_Exercise details_
Return all of the entries, keeping every word and mark as it is.

_Provided material_

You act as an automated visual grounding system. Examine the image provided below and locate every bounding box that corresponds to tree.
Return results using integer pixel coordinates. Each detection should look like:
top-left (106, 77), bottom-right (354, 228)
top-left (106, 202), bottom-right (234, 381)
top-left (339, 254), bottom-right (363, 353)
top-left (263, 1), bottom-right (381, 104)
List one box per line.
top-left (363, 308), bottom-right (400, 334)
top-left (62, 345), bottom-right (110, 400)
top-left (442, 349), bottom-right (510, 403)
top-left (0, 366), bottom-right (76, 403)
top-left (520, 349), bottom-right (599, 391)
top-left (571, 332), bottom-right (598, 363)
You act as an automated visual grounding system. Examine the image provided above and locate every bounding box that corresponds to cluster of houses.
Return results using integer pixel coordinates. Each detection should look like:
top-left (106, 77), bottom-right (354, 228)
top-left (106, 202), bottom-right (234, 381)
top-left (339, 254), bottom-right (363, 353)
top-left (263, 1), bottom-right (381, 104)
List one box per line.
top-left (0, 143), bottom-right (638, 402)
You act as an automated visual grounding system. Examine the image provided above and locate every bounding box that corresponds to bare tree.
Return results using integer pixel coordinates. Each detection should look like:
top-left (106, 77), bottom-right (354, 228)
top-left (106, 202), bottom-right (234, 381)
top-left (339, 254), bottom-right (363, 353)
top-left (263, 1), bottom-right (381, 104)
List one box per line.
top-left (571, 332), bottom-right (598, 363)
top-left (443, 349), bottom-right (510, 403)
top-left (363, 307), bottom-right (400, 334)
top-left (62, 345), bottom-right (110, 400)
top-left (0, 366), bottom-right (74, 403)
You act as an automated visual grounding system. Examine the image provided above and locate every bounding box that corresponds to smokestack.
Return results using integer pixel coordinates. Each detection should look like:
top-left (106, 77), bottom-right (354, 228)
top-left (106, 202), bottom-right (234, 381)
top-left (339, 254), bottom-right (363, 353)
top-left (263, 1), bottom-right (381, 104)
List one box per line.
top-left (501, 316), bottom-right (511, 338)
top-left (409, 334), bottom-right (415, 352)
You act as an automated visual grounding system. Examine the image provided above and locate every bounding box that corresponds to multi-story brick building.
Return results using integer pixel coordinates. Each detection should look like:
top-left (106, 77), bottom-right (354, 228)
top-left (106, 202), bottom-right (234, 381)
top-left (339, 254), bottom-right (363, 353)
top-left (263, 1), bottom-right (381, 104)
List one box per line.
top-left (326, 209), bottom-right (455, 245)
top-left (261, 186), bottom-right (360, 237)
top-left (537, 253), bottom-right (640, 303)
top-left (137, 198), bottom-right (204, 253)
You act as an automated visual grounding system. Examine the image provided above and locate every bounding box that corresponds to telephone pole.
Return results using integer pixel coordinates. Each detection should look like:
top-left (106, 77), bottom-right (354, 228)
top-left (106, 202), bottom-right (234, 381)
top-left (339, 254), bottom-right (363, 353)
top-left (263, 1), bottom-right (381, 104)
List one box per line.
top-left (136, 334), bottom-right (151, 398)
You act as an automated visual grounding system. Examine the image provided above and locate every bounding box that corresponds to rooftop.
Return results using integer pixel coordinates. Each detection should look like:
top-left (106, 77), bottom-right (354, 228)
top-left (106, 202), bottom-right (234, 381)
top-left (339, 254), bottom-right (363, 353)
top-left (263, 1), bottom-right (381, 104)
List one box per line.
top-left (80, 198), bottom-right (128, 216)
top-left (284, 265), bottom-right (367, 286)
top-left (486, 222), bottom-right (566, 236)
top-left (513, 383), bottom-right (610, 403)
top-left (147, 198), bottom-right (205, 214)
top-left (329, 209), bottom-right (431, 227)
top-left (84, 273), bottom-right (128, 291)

_Exercise response_
You act as an automated visual grounding system. Examine the image provided below and locate every bounding box that corresponds to tree.
Return results using integer pixel coordinates. Each detection should look like:
top-left (106, 77), bottom-right (354, 228)
top-left (106, 202), bottom-right (234, 381)
top-left (339, 254), bottom-right (363, 353)
top-left (263, 1), bottom-right (381, 104)
List one box per line.
top-left (363, 308), bottom-right (400, 334)
top-left (62, 345), bottom-right (110, 400)
top-left (442, 349), bottom-right (510, 403)
top-left (0, 366), bottom-right (76, 403)
top-left (520, 349), bottom-right (599, 391)
top-left (571, 332), bottom-right (598, 363)
You act as an automated visual grounding system. Examine the image provided above and locate every bounding box that corresponds to cluster of houses.
Return results using integer pixel coordinates. Each detection should look like:
top-left (106, 77), bottom-right (354, 228)
top-left (106, 202), bottom-right (234, 381)
top-left (339, 254), bottom-right (363, 353)
top-left (263, 1), bottom-right (381, 104)
List one box per line.
top-left (0, 143), bottom-right (638, 402)
You act as an automated visual grounding system. Examine the image provided above and locate every bounding box that corresponds to bare tree.
Return results using integer pixel coordinates. Each detection should look like:
top-left (106, 77), bottom-right (354, 228)
top-left (106, 202), bottom-right (234, 381)
top-left (339, 254), bottom-right (363, 353)
top-left (263, 1), bottom-right (381, 104)
List one box per line.
top-left (571, 332), bottom-right (598, 363)
top-left (443, 349), bottom-right (510, 403)
top-left (363, 307), bottom-right (400, 334)
top-left (62, 345), bottom-right (110, 400)
top-left (0, 366), bottom-right (74, 403)
You act as an automated visual grounding system. Examine the image provided above and locate every bounding box that corresponds to smokestack.
Return results using integer pixel coordinates. Each detection should look like:
top-left (106, 77), bottom-right (354, 228)
top-left (106, 202), bottom-right (234, 381)
top-left (339, 254), bottom-right (363, 353)
top-left (263, 1), bottom-right (381, 104)
List one box per line.
top-left (501, 316), bottom-right (511, 338)
top-left (409, 334), bottom-right (415, 352)
You act as an automated visual grounding system. Examine the image provided above and locate every bounding box that corresponds to multi-story brick building.
Return results using integer pixel coordinates. Each detection should look like:
top-left (106, 77), bottom-right (354, 228)
top-left (106, 202), bottom-right (234, 381)
top-left (339, 254), bottom-right (363, 353)
top-left (263, 1), bottom-right (381, 104)
List one box per line.
top-left (326, 209), bottom-right (455, 245)
top-left (261, 186), bottom-right (360, 237)
top-left (537, 253), bottom-right (640, 303)
top-left (137, 198), bottom-right (204, 253)
You act as an automated visual grounding system. Examine the image provided above and locate every bounding box that corresponds to telephone pole.
Return results using integer pixel coordinates. Each detection should look like:
top-left (106, 77), bottom-right (354, 228)
top-left (106, 202), bottom-right (234, 381)
top-left (339, 254), bottom-right (363, 353)
top-left (263, 1), bottom-right (381, 104)
List one box per line.
top-left (136, 334), bottom-right (151, 398)
You act as an automated visual grounding system. Examine the image provided above and locate every bounding box that corresponds to rooftop.
Return results using integer pixel coordinates. Each detection should look like:
top-left (106, 77), bottom-right (354, 228)
top-left (106, 202), bottom-right (234, 381)
top-left (339, 254), bottom-right (363, 353)
top-left (263, 1), bottom-right (381, 104)
List one box per line.
top-left (80, 198), bottom-right (128, 216)
top-left (284, 265), bottom-right (367, 286)
top-left (486, 222), bottom-right (566, 236)
top-left (513, 383), bottom-right (610, 403)
top-left (147, 198), bottom-right (205, 214)
top-left (329, 209), bottom-right (431, 227)
top-left (84, 273), bottom-right (128, 291)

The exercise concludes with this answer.